[Location identification items]

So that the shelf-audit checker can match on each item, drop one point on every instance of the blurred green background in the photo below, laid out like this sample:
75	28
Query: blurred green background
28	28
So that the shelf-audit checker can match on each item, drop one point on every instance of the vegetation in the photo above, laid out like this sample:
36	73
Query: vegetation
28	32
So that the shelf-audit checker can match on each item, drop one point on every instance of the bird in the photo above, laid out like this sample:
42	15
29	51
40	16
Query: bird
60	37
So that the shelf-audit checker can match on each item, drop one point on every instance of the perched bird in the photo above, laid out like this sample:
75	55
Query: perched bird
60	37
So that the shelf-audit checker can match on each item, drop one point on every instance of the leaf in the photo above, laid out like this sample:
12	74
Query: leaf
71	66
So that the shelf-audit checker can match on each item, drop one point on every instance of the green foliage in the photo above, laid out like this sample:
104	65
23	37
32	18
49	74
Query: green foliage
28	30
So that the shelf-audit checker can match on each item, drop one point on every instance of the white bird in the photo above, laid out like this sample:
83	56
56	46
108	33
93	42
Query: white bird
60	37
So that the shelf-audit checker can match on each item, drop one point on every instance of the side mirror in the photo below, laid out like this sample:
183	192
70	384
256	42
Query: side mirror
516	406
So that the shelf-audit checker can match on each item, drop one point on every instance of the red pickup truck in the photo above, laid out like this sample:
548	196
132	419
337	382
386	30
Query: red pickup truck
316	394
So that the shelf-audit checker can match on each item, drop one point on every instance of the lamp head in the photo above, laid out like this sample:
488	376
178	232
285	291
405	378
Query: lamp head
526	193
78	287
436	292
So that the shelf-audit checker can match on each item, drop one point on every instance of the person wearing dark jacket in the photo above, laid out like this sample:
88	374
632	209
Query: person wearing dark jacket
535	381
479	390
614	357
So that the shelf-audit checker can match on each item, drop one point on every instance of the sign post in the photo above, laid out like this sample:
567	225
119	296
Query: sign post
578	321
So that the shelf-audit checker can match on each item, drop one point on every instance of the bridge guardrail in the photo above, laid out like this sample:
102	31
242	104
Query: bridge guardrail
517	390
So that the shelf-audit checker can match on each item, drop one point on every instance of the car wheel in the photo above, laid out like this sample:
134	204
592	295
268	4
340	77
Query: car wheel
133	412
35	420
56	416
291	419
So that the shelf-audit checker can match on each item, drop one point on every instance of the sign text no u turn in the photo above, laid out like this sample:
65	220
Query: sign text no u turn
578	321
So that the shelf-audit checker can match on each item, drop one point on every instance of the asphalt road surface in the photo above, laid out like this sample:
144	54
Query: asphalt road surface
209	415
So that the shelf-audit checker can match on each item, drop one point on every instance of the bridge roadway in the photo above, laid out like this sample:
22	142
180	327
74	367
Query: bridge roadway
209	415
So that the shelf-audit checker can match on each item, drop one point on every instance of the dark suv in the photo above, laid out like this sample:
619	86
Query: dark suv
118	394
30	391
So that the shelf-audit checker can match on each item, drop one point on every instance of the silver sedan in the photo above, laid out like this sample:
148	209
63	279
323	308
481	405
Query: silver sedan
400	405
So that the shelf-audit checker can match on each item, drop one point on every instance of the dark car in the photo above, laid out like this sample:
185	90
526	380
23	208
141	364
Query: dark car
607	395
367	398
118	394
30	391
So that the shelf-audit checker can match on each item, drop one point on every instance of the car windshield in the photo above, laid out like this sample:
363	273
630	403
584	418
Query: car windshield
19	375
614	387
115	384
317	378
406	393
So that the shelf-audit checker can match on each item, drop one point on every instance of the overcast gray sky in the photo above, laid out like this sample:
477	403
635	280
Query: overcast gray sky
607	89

*INSTRUCTION:* From the line containing "the dark car" through the closing line of the material above, return every line exactly and omit all others.

*WRITTEN SOLUTION:*
So that the shelf-audit checker can match on each item, drop one point on every instance of the dark car in the photo above, laid out like this sample:
185	90
526	380
23	208
141	364
Query: dark car
607	395
367	398
118	394
30	391
So that the shelf-audit checker can match on each item, drop one point on every instance of the car windshield in the photo above, laid out like this sample:
363	273
630	403
584	418
Query: car windshield
19	375
614	387
115	384
317	378
406	393
So that the shelf-audit checker can match on each item, drop one point on every instance of the overcast gray sky in the photo above, laid out like this sample:
477	403
635	280
Query: overcast gray sky
607	89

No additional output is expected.